**Work instruction:**
Go through the data and copy every line in which "below" appears.

**Input records:**
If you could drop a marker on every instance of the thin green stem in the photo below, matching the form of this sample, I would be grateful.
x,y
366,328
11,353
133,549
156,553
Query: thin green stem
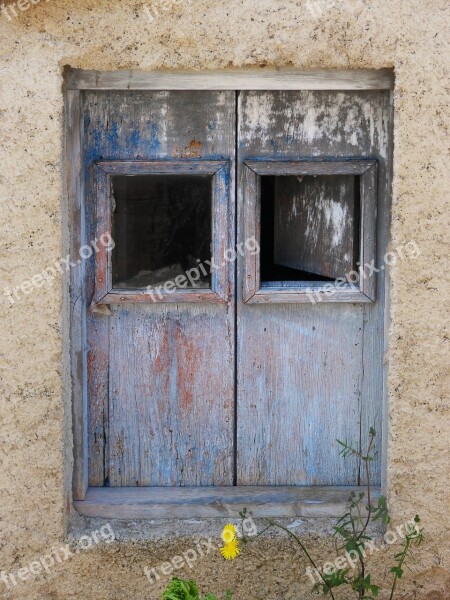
x,y
305,551
400,564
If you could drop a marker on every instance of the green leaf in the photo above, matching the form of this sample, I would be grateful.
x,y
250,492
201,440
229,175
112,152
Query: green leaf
x,y
397,571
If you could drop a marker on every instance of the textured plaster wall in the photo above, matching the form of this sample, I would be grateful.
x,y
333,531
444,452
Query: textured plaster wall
x,y
35,503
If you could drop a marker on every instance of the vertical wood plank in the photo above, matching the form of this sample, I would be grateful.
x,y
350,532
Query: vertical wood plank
x,y
75,192
169,410
320,375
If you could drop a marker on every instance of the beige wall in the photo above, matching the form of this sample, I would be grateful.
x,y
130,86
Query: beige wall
x,y
35,502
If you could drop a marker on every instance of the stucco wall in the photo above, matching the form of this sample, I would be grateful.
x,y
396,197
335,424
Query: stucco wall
x,y
35,504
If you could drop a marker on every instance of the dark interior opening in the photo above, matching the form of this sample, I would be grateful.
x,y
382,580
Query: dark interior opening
x,y
162,227
309,227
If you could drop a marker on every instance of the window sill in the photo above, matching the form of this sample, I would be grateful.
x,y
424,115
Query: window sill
x,y
210,502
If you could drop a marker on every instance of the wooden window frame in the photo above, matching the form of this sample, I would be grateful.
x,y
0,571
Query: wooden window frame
x,y
105,293
254,291
129,503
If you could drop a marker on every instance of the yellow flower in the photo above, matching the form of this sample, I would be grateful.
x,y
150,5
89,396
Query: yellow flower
x,y
229,533
231,550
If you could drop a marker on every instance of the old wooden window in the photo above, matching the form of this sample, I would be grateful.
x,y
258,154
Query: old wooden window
x,y
198,394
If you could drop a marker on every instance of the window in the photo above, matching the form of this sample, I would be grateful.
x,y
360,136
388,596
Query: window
x,y
210,373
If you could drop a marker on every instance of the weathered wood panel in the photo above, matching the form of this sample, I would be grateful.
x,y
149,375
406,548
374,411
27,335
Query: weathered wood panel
x,y
225,502
233,79
75,201
309,373
161,377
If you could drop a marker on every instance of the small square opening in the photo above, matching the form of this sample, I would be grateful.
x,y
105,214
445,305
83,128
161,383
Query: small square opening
x,y
162,227
309,227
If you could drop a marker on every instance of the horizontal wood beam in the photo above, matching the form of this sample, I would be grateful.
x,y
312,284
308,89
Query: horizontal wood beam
x,y
232,79
181,503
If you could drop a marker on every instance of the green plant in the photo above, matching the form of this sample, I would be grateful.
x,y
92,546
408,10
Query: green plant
x,y
178,589
352,537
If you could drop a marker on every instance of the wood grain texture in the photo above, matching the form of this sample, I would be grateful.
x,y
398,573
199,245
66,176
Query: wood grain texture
x,y
320,376
319,166
161,376
233,79
75,193
226,502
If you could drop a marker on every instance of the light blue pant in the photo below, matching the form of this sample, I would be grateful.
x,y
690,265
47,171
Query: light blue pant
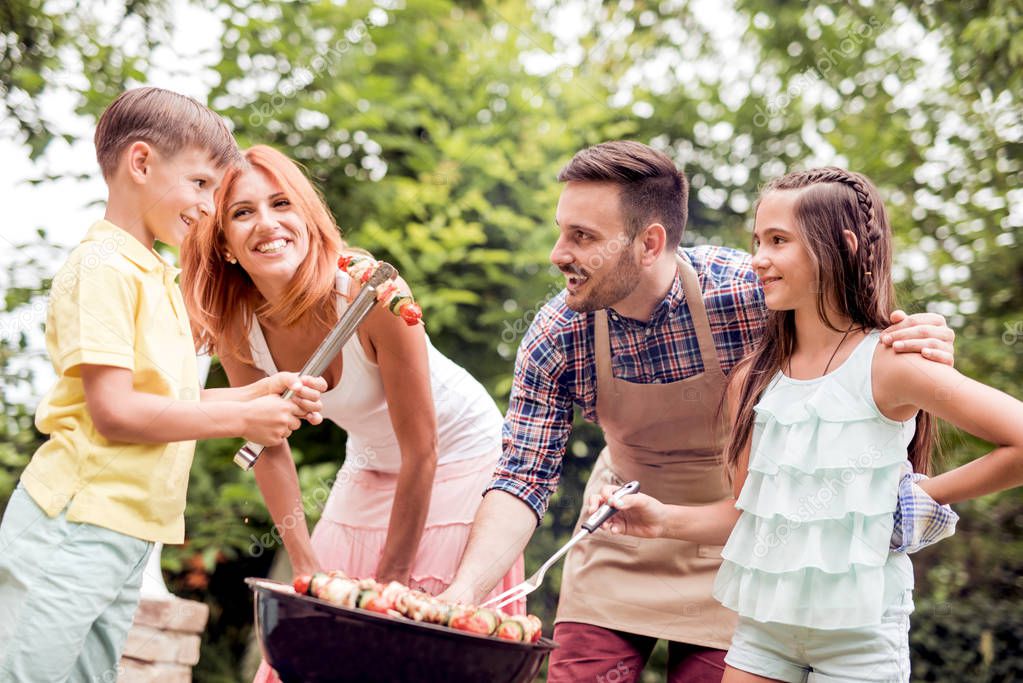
x,y
797,654
68,594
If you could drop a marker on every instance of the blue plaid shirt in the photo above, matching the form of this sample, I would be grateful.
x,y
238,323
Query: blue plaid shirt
x,y
556,367
920,520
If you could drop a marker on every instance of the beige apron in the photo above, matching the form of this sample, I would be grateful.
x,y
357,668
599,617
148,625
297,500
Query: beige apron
x,y
670,438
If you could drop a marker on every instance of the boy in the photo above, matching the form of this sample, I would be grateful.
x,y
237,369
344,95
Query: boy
x,y
125,411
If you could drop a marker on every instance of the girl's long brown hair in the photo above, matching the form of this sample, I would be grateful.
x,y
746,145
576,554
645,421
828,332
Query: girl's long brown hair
x,y
857,284
222,299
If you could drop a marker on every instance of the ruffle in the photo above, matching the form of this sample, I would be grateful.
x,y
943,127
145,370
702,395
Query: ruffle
x,y
854,598
775,545
795,495
811,546
790,403
812,446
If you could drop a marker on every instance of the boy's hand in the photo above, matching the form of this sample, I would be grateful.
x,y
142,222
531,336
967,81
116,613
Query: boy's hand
x,y
270,419
924,333
638,514
306,395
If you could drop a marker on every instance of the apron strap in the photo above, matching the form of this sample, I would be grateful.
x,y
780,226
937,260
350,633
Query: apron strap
x,y
602,350
694,298
698,311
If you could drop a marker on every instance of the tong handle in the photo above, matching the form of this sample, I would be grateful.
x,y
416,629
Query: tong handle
x,y
609,509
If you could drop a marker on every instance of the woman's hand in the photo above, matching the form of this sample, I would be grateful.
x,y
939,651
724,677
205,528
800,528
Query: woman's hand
x,y
306,395
638,514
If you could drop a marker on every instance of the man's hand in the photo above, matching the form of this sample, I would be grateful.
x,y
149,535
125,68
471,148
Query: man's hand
x,y
638,514
924,333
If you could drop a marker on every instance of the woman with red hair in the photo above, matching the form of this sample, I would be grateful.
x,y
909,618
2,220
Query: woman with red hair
x,y
263,288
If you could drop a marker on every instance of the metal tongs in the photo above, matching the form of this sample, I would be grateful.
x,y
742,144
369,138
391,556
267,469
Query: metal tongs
x,y
328,348
605,512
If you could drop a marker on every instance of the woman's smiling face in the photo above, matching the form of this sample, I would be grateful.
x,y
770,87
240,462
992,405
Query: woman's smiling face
x,y
264,230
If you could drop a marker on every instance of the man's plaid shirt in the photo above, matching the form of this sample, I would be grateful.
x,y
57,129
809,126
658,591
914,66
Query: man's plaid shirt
x,y
556,367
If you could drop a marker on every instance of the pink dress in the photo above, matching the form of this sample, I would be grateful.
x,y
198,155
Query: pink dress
x,y
352,530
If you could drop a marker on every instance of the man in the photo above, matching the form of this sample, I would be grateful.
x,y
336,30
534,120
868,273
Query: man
x,y
641,339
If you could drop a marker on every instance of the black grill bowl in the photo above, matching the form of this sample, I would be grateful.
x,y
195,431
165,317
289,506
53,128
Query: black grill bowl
x,y
311,641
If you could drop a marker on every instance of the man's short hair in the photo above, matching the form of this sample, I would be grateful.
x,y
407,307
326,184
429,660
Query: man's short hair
x,y
168,121
653,190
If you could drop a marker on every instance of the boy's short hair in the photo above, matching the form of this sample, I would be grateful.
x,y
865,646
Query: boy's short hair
x,y
166,120
652,188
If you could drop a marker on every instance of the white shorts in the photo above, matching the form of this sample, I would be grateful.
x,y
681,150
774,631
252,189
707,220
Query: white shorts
x,y
794,653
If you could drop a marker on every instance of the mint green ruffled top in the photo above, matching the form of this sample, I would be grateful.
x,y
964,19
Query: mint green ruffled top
x,y
811,545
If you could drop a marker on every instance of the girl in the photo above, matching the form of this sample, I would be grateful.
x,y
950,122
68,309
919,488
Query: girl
x,y
825,420
424,437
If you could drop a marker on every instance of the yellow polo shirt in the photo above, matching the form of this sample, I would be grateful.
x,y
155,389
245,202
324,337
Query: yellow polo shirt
x,y
115,303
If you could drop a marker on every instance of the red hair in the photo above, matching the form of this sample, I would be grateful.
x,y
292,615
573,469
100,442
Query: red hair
x,y
222,301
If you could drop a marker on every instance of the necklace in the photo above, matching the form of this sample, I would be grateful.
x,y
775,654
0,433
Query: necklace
x,y
834,353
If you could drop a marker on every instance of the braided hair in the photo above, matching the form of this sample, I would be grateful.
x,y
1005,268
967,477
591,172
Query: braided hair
x,y
855,282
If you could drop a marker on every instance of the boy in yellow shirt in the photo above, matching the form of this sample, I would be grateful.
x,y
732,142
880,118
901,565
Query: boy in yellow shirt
x,y
125,411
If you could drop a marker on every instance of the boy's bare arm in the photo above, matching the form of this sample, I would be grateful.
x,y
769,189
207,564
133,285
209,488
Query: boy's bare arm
x,y
123,414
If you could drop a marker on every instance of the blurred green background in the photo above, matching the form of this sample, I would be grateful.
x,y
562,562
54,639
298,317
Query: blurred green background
x,y
436,130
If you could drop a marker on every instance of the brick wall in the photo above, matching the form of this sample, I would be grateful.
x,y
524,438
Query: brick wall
x,y
163,643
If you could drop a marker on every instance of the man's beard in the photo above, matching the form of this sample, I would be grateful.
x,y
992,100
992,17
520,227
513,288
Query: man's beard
x,y
618,282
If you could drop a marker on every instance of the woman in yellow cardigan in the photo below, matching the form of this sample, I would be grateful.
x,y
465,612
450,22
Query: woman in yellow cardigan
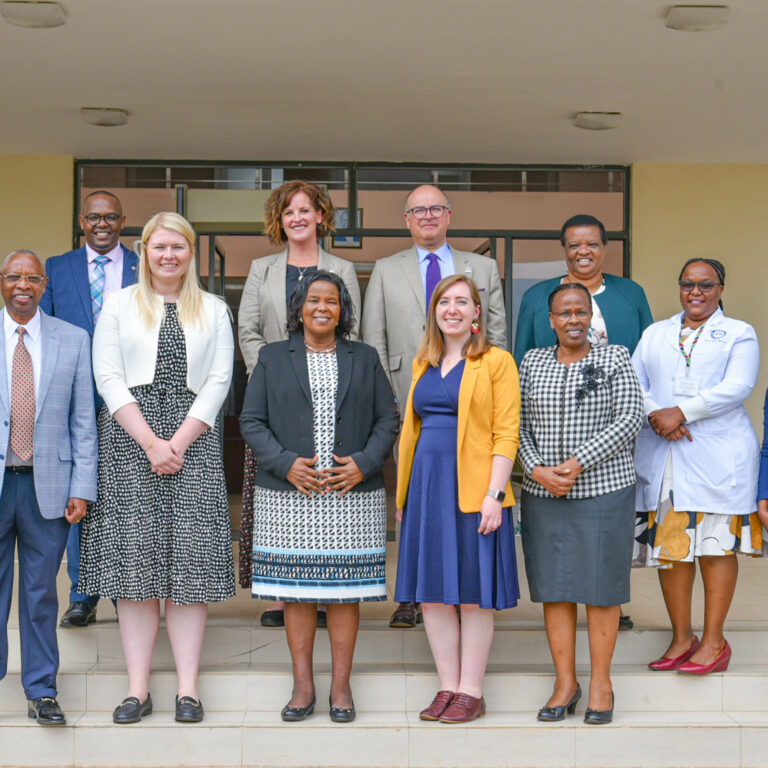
x,y
457,447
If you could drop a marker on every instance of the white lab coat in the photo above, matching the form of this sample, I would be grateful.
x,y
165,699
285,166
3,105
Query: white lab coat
x,y
717,470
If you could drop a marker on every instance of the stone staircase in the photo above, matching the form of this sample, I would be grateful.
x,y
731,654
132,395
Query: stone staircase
x,y
662,719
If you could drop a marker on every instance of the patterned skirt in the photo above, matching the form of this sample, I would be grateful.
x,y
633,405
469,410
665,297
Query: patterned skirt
x,y
666,535
319,549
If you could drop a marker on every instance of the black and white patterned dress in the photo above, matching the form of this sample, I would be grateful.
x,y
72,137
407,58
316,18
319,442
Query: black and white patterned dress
x,y
320,549
150,536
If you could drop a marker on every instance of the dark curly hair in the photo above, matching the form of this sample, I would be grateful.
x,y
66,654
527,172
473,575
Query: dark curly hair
x,y
281,198
299,297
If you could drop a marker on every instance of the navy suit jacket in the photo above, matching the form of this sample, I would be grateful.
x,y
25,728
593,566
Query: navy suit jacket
x,y
68,294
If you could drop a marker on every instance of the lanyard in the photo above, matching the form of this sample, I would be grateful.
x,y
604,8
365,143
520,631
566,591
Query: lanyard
x,y
687,357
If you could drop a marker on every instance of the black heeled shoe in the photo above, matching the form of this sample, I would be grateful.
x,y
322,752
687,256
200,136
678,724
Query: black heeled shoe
x,y
600,716
297,714
554,714
339,715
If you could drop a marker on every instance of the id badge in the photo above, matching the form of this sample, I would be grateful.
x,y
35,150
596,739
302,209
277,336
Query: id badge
x,y
688,386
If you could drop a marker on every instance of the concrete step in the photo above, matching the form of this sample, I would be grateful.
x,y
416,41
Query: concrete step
x,y
384,739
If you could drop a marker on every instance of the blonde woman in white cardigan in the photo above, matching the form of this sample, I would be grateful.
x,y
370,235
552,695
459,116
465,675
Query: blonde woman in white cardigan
x,y
162,358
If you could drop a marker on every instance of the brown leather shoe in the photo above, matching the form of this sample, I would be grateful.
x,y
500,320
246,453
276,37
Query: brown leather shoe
x,y
438,706
406,616
463,709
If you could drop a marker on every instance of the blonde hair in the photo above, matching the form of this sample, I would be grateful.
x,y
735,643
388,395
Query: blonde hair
x,y
190,303
432,347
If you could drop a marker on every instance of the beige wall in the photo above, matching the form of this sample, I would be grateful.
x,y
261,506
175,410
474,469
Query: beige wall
x,y
36,195
715,211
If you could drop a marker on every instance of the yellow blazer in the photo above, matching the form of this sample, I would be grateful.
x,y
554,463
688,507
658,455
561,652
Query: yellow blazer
x,y
489,424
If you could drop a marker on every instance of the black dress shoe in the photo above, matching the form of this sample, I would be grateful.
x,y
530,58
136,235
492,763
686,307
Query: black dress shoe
x,y
275,618
554,714
406,616
46,711
296,714
131,710
78,614
599,716
339,715
188,710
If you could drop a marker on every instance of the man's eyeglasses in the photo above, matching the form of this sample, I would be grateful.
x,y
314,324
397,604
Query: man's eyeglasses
x,y
435,211
94,218
686,286
13,277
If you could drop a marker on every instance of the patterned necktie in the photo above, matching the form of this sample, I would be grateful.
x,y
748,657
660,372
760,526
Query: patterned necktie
x,y
433,276
97,286
22,400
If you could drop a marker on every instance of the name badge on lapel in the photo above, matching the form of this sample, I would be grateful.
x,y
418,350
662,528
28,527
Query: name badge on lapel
x,y
686,385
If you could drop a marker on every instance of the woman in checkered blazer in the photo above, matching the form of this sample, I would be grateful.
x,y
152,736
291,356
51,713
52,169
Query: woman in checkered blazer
x,y
582,408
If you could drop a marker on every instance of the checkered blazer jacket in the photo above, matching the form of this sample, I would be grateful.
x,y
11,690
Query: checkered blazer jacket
x,y
591,410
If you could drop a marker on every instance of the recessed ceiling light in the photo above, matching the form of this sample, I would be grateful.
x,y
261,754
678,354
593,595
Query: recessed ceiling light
x,y
30,13
597,121
105,116
697,18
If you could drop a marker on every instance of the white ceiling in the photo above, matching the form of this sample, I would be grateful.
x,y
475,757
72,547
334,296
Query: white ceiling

**Solved exercise:**
If you could drop a marker on every instance of the thin green stem in the photo below, matching the form of this sample, I would be grateful.
If you could drop a marker on every instance of the light blue pant in the photo below, matching the form of this sample, I would be grateful.
If you could drop a marker on every instance of the woman in yellow cardigan in the photo below, matching the form of this sample, I would be grateful.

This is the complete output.